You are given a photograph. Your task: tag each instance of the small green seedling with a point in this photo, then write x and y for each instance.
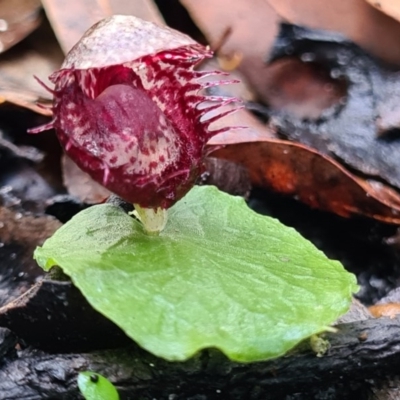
(96, 387)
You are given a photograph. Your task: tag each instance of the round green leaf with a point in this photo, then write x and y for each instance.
(219, 275)
(95, 387)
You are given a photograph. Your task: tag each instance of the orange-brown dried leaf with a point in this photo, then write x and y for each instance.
(252, 31)
(319, 181)
(18, 18)
(39, 55)
(80, 185)
(356, 19)
(390, 310)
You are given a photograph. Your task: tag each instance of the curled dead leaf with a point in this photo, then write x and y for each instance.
(317, 180)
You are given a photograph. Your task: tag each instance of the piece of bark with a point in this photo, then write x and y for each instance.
(360, 352)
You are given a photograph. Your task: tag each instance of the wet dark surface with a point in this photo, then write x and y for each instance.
(354, 129)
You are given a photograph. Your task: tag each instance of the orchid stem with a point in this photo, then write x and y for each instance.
(153, 219)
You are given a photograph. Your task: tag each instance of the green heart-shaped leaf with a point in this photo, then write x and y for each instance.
(219, 275)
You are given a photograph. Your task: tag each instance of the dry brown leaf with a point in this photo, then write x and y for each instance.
(297, 170)
(70, 23)
(39, 55)
(390, 310)
(18, 19)
(389, 7)
(356, 19)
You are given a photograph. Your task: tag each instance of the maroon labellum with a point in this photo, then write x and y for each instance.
(127, 109)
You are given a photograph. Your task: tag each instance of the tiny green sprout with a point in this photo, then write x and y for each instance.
(319, 345)
(96, 387)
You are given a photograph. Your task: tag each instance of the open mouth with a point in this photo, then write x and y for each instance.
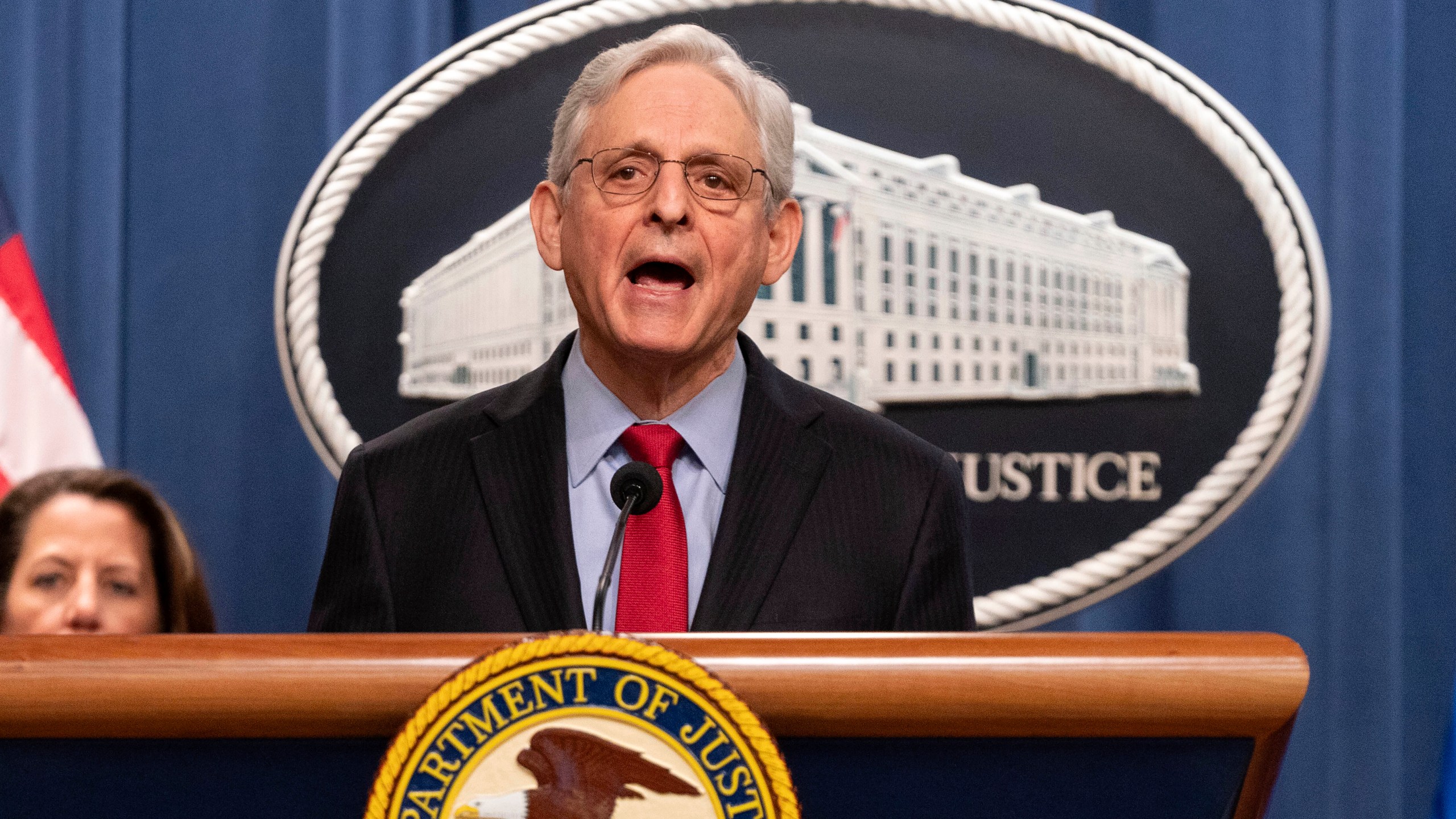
(661, 276)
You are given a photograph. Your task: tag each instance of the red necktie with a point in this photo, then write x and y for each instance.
(653, 586)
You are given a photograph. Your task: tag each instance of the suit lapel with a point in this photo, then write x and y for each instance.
(522, 471)
(776, 470)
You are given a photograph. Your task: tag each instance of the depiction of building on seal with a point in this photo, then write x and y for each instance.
(912, 283)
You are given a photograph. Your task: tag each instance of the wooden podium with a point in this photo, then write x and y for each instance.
(871, 725)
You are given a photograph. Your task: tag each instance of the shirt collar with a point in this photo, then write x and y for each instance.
(596, 419)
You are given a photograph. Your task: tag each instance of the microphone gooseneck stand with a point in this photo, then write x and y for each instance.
(635, 489)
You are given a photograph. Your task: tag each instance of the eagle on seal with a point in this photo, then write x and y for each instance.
(578, 776)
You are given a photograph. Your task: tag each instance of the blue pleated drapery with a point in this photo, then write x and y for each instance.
(155, 152)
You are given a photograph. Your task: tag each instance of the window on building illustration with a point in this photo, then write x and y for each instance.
(797, 274)
(830, 239)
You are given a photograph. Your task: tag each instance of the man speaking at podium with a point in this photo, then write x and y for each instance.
(784, 509)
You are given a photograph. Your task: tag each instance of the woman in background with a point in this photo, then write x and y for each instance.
(97, 551)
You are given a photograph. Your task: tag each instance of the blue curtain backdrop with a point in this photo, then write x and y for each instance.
(155, 151)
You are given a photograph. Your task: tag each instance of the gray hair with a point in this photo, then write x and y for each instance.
(763, 100)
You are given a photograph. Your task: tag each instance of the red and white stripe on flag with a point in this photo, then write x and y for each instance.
(43, 424)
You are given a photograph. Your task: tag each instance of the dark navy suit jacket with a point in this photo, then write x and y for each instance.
(835, 521)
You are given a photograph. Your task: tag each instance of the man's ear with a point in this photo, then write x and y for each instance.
(784, 239)
(548, 212)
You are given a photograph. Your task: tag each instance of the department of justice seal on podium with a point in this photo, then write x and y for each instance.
(583, 726)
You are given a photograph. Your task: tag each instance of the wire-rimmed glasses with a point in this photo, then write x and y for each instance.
(625, 171)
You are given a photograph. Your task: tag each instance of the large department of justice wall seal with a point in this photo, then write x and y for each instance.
(1030, 238)
(583, 726)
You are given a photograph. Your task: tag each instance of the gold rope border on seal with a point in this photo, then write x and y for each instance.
(584, 643)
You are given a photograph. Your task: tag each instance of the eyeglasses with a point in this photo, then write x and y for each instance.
(627, 171)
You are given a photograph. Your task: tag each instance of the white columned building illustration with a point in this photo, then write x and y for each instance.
(912, 283)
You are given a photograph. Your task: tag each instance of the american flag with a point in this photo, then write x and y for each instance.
(43, 424)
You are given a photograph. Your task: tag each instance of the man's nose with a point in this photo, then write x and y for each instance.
(84, 604)
(672, 198)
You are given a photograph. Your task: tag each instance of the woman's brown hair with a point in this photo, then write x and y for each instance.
(181, 592)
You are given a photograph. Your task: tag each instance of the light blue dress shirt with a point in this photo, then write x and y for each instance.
(596, 419)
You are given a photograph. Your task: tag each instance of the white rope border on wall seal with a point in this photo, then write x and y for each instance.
(1299, 348)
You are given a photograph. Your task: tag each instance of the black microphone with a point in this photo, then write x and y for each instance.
(635, 489)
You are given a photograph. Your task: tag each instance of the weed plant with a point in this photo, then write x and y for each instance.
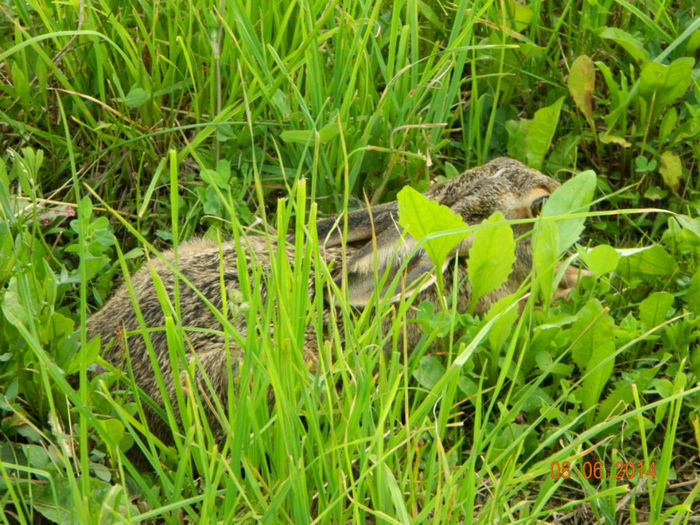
(127, 129)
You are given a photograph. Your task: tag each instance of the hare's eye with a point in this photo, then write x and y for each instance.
(536, 205)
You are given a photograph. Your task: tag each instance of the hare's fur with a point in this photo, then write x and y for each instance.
(502, 184)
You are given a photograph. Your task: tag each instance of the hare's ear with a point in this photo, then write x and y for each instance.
(395, 252)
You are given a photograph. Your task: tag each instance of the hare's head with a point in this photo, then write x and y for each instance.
(503, 184)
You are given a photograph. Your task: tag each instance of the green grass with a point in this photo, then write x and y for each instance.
(128, 129)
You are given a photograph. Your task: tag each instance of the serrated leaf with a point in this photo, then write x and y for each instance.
(491, 257)
(421, 217)
(671, 170)
(581, 83)
(630, 44)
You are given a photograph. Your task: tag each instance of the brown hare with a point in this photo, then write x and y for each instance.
(502, 184)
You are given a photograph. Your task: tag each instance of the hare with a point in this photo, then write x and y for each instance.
(502, 184)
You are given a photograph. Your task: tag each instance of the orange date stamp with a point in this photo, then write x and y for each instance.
(596, 470)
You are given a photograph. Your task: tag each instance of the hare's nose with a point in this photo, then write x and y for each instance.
(536, 205)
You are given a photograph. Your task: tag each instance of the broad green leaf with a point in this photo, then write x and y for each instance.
(501, 329)
(540, 133)
(630, 44)
(671, 170)
(653, 309)
(666, 83)
(693, 42)
(690, 224)
(601, 259)
(520, 15)
(651, 260)
(574, 196)
(592, 351)
(136, 97)
(491, 257)
(668, 123)
(581, 84)
(421, 216)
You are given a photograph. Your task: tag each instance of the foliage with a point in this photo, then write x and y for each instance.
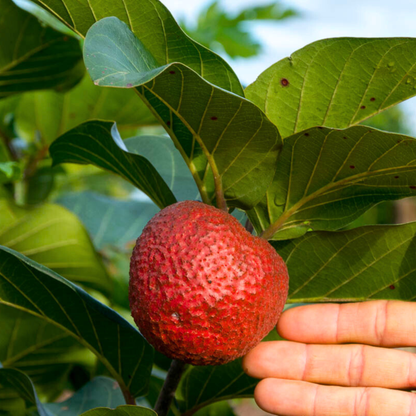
(290, 152)
(222, 31)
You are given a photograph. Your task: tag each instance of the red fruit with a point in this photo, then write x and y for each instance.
(202, 289)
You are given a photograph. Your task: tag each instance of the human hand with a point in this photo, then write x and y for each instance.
(316, 376)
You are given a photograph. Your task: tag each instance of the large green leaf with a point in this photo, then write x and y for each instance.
(51, 114)
(33, 56)
(39, 349)
(33, 288)
(163, 155)
(151, 22)
(373, 262)
(336, 82)
(121, 411)
(98, 143)
(228, 143)
(54, 237)
(101, 391)
(201, 386)
(20, 384)
(327, 178)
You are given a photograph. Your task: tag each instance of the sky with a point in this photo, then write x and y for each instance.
(320, 19)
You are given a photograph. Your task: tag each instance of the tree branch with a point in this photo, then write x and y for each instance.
(170, 385)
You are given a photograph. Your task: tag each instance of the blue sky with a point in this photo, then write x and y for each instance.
(320, 19)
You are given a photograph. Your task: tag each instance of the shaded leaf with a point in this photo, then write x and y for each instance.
(163, 155)
(41, 292)
(20, 383)
(41, 350)
(98, 143)
(101, 391)
(121, 411)
(10, 171)
(227, 142)
(201, 386)
(151, 22)
(34, 57)
(373, 262)
(336, 82)
(51, 114)
(327, 178)
(54, 237)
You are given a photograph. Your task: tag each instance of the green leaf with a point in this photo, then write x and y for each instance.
(99, 143)
(34, 57)
(336, 82)
(163, 155)
(125, 410)
(151, 22)
(201, 386)
(54, 237)
(50, 114)
(327, 178)
(121, 411)
(373, 262)
(33, 288)
(109, 221)
(101, 391)
(41, 350)
(10, 171)
(228, 143)
(21, 384)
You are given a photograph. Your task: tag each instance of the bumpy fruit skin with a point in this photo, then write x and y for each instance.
(202, 289)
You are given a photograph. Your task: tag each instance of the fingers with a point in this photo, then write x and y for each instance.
(383, 323)
(299, 398)
(342, 365)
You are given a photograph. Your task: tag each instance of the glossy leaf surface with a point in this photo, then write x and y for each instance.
(33, 288)
(336, 82)
(327, 178)
(228, 143)
(151, 22)
(98, 143)
(373, 262)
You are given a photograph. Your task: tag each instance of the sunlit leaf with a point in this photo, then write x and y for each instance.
(121, 411)
(33, 56)
(101, 391)
(33, 288)
(201, 386)
(227, 142)
(51, 114)
(98, 143)
(327, 178)
(336, 82)
(151, 22)
(373, 262)
(54, 237)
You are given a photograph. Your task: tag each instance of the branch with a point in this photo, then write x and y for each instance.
(170, 385)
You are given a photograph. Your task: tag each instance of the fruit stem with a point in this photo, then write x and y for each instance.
(170, 385)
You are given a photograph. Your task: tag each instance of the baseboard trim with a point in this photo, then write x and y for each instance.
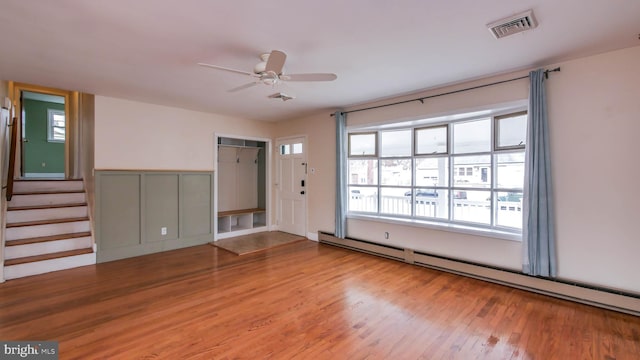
(581, 293)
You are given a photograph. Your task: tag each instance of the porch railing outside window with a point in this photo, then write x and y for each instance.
(468, 172)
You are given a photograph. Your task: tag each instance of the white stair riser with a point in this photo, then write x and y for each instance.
(25, 232)
(47, 247)
(45, 266)
(43, 185)
(14, 216)
(46, 199)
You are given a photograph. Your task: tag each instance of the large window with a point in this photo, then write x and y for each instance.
(468, 172)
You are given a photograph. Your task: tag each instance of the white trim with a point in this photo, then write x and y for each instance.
(50, 114)
(44, 175)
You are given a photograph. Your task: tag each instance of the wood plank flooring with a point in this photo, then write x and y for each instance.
(305, 301)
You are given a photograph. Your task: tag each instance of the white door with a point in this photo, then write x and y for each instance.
(291, 189)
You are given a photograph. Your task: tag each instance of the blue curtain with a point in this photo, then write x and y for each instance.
(341, 186)
(539, 247)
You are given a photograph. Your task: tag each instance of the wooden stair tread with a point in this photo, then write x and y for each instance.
(51, 256)
(46, 222)
(41, 239)
(50, 192)
(41, 207)
(240, 212)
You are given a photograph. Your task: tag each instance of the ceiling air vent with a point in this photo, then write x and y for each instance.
(513, 24)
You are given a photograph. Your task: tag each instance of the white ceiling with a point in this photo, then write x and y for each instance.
(147, 50)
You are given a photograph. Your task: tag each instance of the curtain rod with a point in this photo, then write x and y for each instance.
(422, 99)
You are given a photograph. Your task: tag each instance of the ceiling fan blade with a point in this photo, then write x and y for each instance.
(227, 69)
(276, 61)
(242, 87)
(309, 77)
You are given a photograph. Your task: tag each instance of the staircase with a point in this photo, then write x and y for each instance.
(47, 228)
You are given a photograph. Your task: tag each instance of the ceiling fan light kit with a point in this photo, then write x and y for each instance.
(269, 72)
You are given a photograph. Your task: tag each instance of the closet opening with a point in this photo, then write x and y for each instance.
(242, 186)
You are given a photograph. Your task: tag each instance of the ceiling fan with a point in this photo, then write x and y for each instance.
(269, 72)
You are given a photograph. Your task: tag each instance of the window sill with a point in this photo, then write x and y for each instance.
(467, 230)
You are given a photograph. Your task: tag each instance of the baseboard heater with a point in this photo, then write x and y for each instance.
(582, 293)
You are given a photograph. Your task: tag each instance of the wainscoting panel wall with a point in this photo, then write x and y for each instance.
(142, 212)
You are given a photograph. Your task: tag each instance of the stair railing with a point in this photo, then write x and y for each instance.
(12, 157)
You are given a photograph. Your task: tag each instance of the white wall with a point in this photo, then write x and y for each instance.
(132, 135)
(594, 112)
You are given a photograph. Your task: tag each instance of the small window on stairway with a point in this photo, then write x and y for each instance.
(56, 125)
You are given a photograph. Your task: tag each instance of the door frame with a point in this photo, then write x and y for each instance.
(71, 119)
(305, 148)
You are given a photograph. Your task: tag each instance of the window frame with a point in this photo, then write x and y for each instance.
(50, 125)
(496, 137)
(376, 144)
(493, 227)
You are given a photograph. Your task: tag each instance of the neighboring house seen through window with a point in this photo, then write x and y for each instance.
(467, 172)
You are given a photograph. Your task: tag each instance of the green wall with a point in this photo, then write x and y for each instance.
(38, 150)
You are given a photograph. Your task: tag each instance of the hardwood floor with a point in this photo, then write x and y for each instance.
(305, 301)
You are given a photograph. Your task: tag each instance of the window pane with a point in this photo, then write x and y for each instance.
(362, 144)
(433, 203)
(393, 201)
(58, 134)
(431, 140)
(510, 172)
(432, 171)
(480, 173)
(396, 143)
(511, 130)
(363, 199)
(472, 136)
(363, 171)
(476, 207)
(396, 172)
(509, 209)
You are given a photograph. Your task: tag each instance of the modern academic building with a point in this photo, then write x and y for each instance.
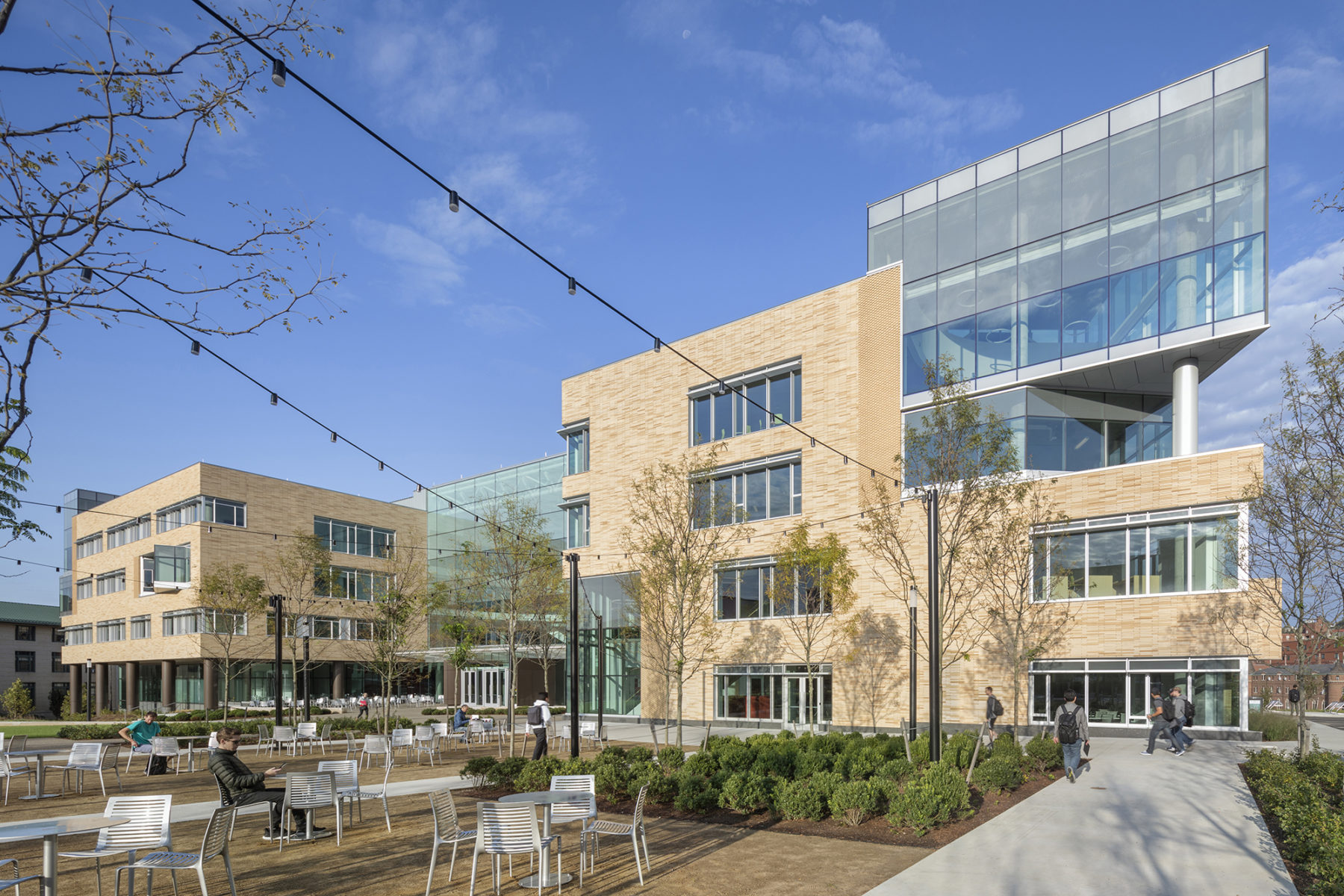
(1083, 284)
(129, 603)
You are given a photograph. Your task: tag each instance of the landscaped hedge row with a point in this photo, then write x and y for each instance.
(844, 777)
(1303, 797)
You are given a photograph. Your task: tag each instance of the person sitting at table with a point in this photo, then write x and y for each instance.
(246, 786)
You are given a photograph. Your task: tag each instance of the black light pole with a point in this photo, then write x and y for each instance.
(934, 632)
(277, 605)
(573, 559)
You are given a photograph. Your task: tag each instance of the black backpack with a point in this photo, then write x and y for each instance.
(1068, 727)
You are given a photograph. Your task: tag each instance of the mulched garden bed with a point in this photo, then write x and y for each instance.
(875, 830)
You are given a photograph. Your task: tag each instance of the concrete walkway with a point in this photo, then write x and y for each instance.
(1133, 825)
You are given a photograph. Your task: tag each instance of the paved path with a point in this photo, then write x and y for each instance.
(1133, 825)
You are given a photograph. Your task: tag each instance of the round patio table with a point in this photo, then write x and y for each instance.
(49, 829)
(546, 798)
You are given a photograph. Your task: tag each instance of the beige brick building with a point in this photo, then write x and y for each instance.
(136, 561)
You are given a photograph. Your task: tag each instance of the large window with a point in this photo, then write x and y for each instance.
(747, 403)
(761, 489)
(1162, 553)
(354, 538)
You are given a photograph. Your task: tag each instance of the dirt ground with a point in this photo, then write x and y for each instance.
(688, 857)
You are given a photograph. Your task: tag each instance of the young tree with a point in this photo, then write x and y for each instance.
(680, 531)
(507, 578)
(812, 588)
(94, 146)
(228, 597)
(1021, 622)
(300, 571)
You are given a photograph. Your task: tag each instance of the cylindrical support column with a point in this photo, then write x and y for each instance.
(1186, 408)
(132, 680)
(168, 684)
(210, 684)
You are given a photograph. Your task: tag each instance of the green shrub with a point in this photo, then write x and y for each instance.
(998, 773)
(747, 793)
(855, 802)
(801, 800)
(936, 795)
(504, 773)
(695, 793)
(479, 768)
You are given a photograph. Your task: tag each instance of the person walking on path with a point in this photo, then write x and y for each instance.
(538, 716)
(1179, 738)
(1162, 729)
(1071, 732)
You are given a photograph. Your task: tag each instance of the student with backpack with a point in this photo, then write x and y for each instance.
(1071, 732)
(538, 716)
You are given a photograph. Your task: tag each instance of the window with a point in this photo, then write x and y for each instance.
(112, 630)
(139, 628)
(111, 582)
(761, 489)
(746, 403)
(78, 635)
(352, 538)
(577, 521)
(222, 512)
(128, 532)
(577, 448)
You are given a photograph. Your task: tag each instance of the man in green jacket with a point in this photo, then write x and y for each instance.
(248, 788)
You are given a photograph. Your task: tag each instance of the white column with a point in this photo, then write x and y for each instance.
(1186, 408)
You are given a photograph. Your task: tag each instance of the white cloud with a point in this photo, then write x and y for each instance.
(1236, 399)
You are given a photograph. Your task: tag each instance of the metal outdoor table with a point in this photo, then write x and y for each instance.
(40, 756)
(546, 798)
(49, 829)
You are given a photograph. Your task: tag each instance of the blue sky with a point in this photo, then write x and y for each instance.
(690, 161)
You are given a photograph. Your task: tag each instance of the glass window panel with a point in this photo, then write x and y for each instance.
(1133, 167)
(957, 293)
(996, 217)
(1187, 149)
(750, 594)
(995, 340)
(1167, 564)
(1187, 290)
(1086, 254)
(1133, 240)
(996, 281)
(1107, 561)
(920, 349)
(1239, 207)
(1239, 131)
(957, 341)
(957, 230)
(1187, 223)
(1239, 279)
(921, 233)
(1214, 554)
(1041, 327)
(885, 245)
(1085, 317)
(1039, 200)
(1086, 184)
(1133, 305)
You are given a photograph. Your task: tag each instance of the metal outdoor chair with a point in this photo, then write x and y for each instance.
(635, 830)
(510, 829)
(448, 832)
(215, 842)
(147, 829)
(309, 791)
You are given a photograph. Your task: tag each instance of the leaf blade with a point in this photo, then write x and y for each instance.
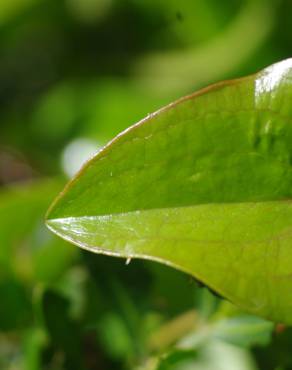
(200, 185)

━━━━━━━━━━━━━━━━━━━━━━━━━━━━━━

WORK TO COMPLETE>
In the data above, find the line with "metal outdoor chair" and repeat it and every line after it through the end, exactly; leave the pictures out.

RESULT OF THE TASK>
You are given a photograph. Your task: tag each instance of the metal outdoor chair with a point in this photo, then write x and y for each instance.
(635, 830)
(510, 829)
(448, 832)
(215, 842)
(147, 829)
(309, 791)
You are given a photograph. Your task: tag each instance of the leaf blade with a point in this photo, then write x and y for each instance.
(200, 185)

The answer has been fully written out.